→ **Source excerpt**:
==========
Javascript compare 3 values

Question

I have 3 values that I want to compare f, g and h. I have some code to check that they all equal each other and that none of them are null. I\'ve had a look online but could

Answer 1

Add a distinct function to Array.prototype:

Array.prototype.distinct = function() {
    var result = [];
    for(var i = 0; i < this.length; i++) {
        if (result.indexOf(this[i]) == -1) {
            result.push(this[i]);
        }
    }
    return result; 
}

Then do:

var myArray = [f, g, h];
if (myArray.indexOf(null) == -1 && myArray.unique().length == 1)
{
    // no nulls and all elements have the same value!
}

Answer 2

Create an array of string and check the existance of next value in there

compareAnswers(a1: string, a2: string, a3: string): boolean {
   this.compareAnswerArr.push(a1);
if (this.compareAnswerArr.includes(a2) == false) {
  this.compareAnswerArr.push(a2);
  if (this.compareAnswerArr.includes(a3) == false) {
    return true;
  } else return false;
}
else return false;}

Answer 3

You could shorten that to

if(g === h && g === f && g !== null)
{
//do something
}

---

For an actual way to compare multiple values (regardless of their number)
(inspired by/ simplified @Rohan Prabhu answer)

function areEqual(){
   var len = arguments.length;
   for (var i = 1; i< len; i++){
      if (arguments[i] === null || arguments[i] !== arguments[i-1])
         return false;
   }
   return true;
}

and call this with

if( areEqual(a,b,c,d,e,f,g,h) )
{
//do something
}

Answer 4

I suggest you write a function where you give an array with all the values you want to compare and then iterate through the array to compare the values which each other:

function compareAllValues(a) {
     for (var i = 0; i < a.length; i++) {
         if (a[i] === null) { return false }
         for (var j = 0; j < i; j++) {
            if (a[j] !== a[i]) { return false }
         }
     }

     return true;
}

that should be it, I think :)

Answer 5

Works for any number of items.

ES5

if ([f, g, h].every(function (v, i, a) {
  return (
    v === a[0] &&
    v !== null
  );
})) {
  // Do something
}

ES2015

if ([f, g, h].every((v, i, a) => 
  v === a[0] &&
  v !== null
)) {
  // Do something
}

Answer 6

What about

(new Set([a,b,c])).size === 1
==========
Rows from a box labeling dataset
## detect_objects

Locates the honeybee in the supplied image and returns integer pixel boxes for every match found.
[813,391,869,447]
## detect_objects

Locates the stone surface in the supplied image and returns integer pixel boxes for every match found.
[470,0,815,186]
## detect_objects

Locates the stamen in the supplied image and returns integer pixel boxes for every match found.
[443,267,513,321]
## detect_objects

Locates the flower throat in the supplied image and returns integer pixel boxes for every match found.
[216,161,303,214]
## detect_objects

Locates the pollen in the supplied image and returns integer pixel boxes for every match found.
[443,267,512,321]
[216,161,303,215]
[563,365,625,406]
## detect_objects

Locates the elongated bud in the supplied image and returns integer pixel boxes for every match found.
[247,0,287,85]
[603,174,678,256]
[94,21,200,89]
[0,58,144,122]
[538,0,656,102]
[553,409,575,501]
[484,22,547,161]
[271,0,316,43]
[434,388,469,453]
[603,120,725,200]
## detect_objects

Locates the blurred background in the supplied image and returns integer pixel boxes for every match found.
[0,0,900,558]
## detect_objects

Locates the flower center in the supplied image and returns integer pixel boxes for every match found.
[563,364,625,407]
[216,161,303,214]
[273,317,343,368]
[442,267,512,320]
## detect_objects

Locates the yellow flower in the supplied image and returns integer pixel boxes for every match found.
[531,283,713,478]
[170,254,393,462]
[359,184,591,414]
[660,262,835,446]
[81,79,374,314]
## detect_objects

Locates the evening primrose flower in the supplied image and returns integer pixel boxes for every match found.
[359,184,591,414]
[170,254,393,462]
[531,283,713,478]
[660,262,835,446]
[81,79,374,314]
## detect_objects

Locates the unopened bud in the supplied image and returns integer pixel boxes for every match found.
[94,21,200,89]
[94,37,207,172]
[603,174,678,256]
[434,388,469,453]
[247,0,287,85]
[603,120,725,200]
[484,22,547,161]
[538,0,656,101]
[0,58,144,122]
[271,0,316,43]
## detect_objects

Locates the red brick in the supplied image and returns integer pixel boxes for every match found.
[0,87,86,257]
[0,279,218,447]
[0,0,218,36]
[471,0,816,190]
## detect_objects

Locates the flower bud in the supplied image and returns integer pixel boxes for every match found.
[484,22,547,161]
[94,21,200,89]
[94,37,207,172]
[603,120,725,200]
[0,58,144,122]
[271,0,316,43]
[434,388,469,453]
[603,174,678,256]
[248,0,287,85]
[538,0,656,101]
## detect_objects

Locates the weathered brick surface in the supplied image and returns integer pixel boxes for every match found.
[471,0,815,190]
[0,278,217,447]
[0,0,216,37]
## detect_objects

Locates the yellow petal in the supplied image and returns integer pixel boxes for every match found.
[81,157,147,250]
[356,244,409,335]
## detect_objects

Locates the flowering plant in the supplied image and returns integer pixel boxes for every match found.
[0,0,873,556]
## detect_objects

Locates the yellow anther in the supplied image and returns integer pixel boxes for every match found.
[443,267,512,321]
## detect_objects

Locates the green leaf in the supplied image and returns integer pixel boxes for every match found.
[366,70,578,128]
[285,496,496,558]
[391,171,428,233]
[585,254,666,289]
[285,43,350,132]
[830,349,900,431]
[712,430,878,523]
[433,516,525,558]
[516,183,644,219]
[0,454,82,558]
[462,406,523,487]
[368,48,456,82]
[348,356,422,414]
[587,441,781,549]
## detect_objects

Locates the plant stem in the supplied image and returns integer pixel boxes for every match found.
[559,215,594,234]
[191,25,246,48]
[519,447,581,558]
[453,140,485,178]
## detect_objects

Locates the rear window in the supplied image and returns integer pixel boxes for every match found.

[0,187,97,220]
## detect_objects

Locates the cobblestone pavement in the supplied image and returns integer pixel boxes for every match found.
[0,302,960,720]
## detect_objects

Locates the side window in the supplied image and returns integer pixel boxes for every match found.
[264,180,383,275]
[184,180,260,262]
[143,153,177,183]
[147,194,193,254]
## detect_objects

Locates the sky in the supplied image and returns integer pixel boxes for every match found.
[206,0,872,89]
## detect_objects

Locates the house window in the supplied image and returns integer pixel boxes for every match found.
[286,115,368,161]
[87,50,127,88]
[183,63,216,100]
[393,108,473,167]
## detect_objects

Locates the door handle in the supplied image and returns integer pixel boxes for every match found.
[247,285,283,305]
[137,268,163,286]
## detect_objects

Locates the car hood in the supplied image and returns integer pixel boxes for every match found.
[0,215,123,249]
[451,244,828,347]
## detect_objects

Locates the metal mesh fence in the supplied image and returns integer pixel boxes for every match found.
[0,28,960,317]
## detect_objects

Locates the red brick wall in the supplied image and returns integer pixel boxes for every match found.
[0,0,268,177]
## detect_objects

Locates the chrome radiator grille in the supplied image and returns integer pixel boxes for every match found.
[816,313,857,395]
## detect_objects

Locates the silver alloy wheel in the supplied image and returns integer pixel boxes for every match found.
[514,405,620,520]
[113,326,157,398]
==========
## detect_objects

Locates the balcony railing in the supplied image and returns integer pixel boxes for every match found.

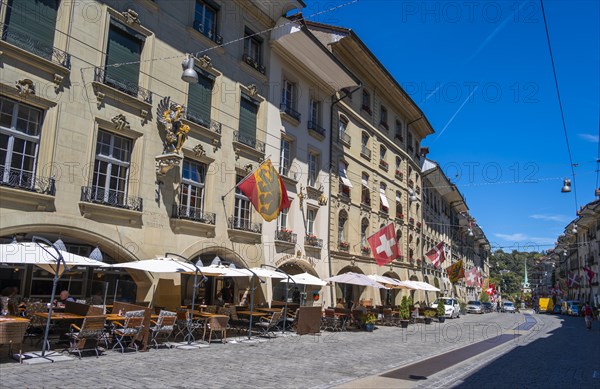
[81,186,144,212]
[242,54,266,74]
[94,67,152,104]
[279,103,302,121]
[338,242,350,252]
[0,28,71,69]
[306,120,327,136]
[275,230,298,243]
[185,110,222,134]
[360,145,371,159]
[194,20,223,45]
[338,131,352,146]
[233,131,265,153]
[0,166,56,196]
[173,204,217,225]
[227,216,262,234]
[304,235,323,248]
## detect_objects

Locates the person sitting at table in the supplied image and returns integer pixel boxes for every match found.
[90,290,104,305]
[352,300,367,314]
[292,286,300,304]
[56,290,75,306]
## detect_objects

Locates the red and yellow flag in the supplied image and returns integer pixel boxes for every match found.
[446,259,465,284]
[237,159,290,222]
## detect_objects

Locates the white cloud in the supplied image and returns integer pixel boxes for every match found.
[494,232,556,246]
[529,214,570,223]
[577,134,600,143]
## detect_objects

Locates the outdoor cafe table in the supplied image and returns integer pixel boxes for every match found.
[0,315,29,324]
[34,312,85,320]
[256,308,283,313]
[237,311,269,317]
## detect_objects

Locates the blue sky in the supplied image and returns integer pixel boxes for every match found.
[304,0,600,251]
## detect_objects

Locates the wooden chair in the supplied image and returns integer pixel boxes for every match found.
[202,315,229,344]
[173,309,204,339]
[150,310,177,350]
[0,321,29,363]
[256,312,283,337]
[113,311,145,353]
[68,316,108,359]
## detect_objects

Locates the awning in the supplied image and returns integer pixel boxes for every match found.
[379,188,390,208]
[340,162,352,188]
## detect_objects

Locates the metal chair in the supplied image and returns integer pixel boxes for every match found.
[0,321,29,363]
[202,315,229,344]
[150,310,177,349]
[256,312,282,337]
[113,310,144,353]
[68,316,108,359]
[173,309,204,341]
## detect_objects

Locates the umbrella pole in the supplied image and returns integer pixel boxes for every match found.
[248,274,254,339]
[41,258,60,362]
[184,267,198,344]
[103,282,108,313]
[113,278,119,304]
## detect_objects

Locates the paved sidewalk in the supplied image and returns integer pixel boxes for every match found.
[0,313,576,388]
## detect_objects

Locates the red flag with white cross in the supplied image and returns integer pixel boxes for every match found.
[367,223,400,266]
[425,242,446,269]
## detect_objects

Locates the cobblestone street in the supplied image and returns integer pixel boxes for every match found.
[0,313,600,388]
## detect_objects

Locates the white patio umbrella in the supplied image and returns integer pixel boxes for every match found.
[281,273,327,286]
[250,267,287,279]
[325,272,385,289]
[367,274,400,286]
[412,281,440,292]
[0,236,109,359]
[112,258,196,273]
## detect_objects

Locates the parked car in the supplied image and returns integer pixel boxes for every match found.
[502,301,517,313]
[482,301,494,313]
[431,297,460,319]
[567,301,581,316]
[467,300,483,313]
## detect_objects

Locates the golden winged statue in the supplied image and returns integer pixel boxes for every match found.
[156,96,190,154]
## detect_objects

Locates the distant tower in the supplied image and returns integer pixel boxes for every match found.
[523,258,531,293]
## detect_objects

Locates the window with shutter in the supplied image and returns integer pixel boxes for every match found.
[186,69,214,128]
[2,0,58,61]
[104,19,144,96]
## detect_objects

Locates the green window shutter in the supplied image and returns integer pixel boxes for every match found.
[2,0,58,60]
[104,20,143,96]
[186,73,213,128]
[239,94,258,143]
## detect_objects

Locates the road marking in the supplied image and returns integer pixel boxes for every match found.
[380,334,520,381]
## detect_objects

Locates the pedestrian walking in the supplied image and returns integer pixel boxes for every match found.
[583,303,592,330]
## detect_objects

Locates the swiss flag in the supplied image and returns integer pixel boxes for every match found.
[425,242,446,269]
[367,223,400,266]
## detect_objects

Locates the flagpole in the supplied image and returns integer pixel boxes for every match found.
==========
→ **Jobs**:
A. From the thread, output everything from "You could shorten" down to "simplified @Rohan Prabhu answer)", unchanged.
B. Answer these questions about the thread:
(i) What name does Answer 1 give the function it adds to Array.prototype?
(ii) What is the name of the function in Answer 3 that compares any number of values?
(iii) Which two versions of JavaScript does Answer 5 give code for?
The lines are separate material, apart from the thread.

→ **The solutions**:
A.
You could shorten that to

if(g === h && g === f && g !== null)
{
//do something
}

---

For an actual way to compare multiple values (regardless of their number)
(inspired by/ simplified @Rohan Prabhu answer)

B.
(i) distinct
(ii) areEqual
(iii) ES5 and ES2015